• [TRECHO ESCOLHIDO]:
A primeira, principal e negativa, é a pena de dano, que consiste na privação eterna da visão de Deus: “Retirai-vos de mim, malditos!”
(Mt. 25, 41), dirá o Senhor aos réprobos. Essa condenação é o maior
tormento do Inferno, pois quanto maior é o valor do bem perdido, maior é
a dor por sua perda. Afirma Santo Afonso Maria de Ligório que, tendo os
réprobos perdido o Bem infinito, sua pena é de algum modo infinita. Os
bramidos de Esaú por ter perdido a primogenitura (Gn 27, 34) são uma
pálida imagem da raiva dos condenados pela perda da visão de Deus. Além
do mais, os réprobos também estão excluídos do convívio com os
bem-aventurados. Talvez os vejam, como o rico Epulão via o mendigo
Lázaro da parábola (Lc 16, 19-31), não para seu gozo, mas para aumentar
seu tormento. Em lugar desse convívio afetuoso, eles terão que conviver
eternamente com os demônios e com os outros réprobos, que os odeiam e
aumentam seus tormentos com todo tipo de agressões.
A pena do fogo
O jesuíta italiano do século XVI, Pe. Lucas Pinelli comenta: “Assim
como é verdadeiríssimo que a alma incorpórea se une ao corpo humano e
lhe comunica a vida, mas como ocorre essa união ninguém pode sabê-lo,
assim também é conforme à verdade que a alma unida com o fogo é queimada
e atormentada por ele, ainda que se ignore o modo como isso se dá”.
Por que não poderia o Deus todo-poderoso excitar na alma humana depois
da morte, mesmo antes da ressurreição dos corpos para o Juízo Final,
aquelas dores que padeceria pelo fogo quando estava unida ao corpo?
O fogo do Inferno é considerado por São Gregório como um fogo
corporal, mas de um gênero particular, porque é físico mas tortura
também a alma, queima sem consumir, ilumina e aquece, porém sem impedir
as trevas e o ranger de dentes causado pelo frio extremo.
A pena do remorso
Finalmente, os réprobos sofrem a pena do remorso da consciência e do
desespero, por terem trocado a felicidade eterna por um bem transitório,
somado à vergonha de verem todas as suas maldades reveladas e eles se
terem tornado os últimos da humanidade, quando na Terra muitos deles
estavam entre os primeiros.
Quem vai para o Inferno? Contrariamente ao que supõem erradamente os
calvinistas, ninguém é predestinado para esse castigo eterno. O
Catecismo da Igreja Católica (§1037) é muito claro a esse respeito: “Deus
não predestina ninguém para o Inferno; para isso é preciso uma aversão
voluntária a Deus (um pecado mortal) e persistir nela até o fim. Na
Liturgia Eucarística e nas orações cotidianas de seus fiéis, a Igreja
implora a misericórdia de Deus, que quer ‘que ninguém se perca, mas que
todos venham a converter-se’” (2 Pd 3,9). Ou seja, vão para o Inferno somente aqueles que voluntariamente morrem em estado de pecado mortal sem contrição.

• [DADOS GUARDADOS]:

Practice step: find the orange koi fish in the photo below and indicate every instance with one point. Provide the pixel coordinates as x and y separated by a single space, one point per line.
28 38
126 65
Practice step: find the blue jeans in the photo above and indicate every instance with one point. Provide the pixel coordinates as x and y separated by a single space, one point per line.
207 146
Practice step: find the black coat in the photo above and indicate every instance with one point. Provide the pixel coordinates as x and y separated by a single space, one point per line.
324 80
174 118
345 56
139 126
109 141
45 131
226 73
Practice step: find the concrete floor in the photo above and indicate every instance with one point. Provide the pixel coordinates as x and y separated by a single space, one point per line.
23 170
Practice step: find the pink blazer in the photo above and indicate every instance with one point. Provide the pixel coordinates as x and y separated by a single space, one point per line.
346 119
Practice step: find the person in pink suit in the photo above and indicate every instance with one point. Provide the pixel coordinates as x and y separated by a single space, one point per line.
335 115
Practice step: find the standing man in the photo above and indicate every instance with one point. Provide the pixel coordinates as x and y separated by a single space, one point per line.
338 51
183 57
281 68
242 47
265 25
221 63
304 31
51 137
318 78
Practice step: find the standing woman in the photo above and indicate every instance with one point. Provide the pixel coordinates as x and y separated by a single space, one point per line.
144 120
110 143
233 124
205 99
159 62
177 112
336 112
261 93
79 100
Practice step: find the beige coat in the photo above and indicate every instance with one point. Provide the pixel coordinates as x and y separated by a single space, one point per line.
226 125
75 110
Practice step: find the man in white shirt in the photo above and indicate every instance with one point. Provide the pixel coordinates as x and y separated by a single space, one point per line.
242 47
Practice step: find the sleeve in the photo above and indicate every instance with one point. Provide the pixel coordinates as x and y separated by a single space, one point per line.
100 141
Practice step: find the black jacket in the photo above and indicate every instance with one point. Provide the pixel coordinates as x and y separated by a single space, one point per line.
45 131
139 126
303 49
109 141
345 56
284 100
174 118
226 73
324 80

• [O QUE FAZER]:
**A)** Responda com base no texto sobre o Inferno:
(i) Qual é a pena principal dos réprobos?
(ii) Quem considera o fogo do Inferno um fogo corporal de um gênero particular?
(iii) Qual parágrafo do Catecismo da Igreja Católica é citado?
**B)** Repita tudo o que vai de "(Mt. 25, 41), dirá" até "tipo de agressões." no texto sobre o Inferno, sem mudar nada.
**C)** Escreva a próxima parte do texto sobre o Inferno, começando logo depois da última frase.

• [AS RESPOSTAS]:
**A)**
(i) A pena de dano, que é a privação eterna da visão de Deus.
(ii) São Gregório.
(iii) O §1037.

**B)**
(Mt. 25, 41), dirá o Senhor aos réprobos. Essa condenação é o maior
tormento do Inferno, pois quanto maior é o valor do bem perdido, maior é
a dor por sua perda. Afirma Santo Afonso Maria de Ligório que, tendo os
réprobos perdido o Bem infinito, sua pena é de algum modo infinita. Os
bramidos de Esaú por ter perdido a primogenitura (Gn 27, 34) são uma
pálida imagem da raiva dos condenados pela perda da visão de Deus. Além
do mais, os réprobos também estão excluídos do convívio com os
bem-aventurados. Talvez os vejam, como o rico Epulão via o mendigo
Lázaro da parábola (Lc 16, 19-31), não para seu gozo, mas para aumentar
seu tormento. Em lugar desse convívio afetuoso, eles terão que conviver
eternamente com os demônios e com os outros réprobos, que os odeiam e
aumentam seus tormentos com todo tipo de agressões.

**C)**
Ninguém vos seduza com vãos discursos
A ideia de que o Inferno existe e é eterno, mas está ou ficará vazio,
é um erro muito antigo, já difundido na época de Santo Agostinho, com
frequência acenando com a alegação de que o inferno é contrário à
misericórdia de Deus. Os adeptos desses erros eram por isso chamados
“misericordiosos”. É natural que os argumentos desses autores
eclesiásticos anônimos, que contestavam a eternidade das penas do
Inferno, servissem de refúgio e autoengano a muitos cuja consciência não
estivesse tranquila, daí se poder esperar que essas teorias
encontrassem larga audiência.
São Gregório Magno foi o Padre da Igreja que tratou de modo mais
completo das questões escatológicas, incluído o Inferno. Ele replicava,
junto com Santo Agostinho, que se o Inferno tem um termo final, então o
Céu também deveria ter um. Porque se a ameaça não é verdadeira, então a
promessa também não o é. E se a “falsa ameaça” não tem outra finalidade
senão afastar as pessoas do mal, então a “falsa promessa” não teria
outra finalidade senão atrair os bons para o bem. Como ninguém pode
aceitar essa segunda afirmação, logo é preciso rejeitar a primeira e
repetir, com a Igreja, que o Inferno é realmente eterno.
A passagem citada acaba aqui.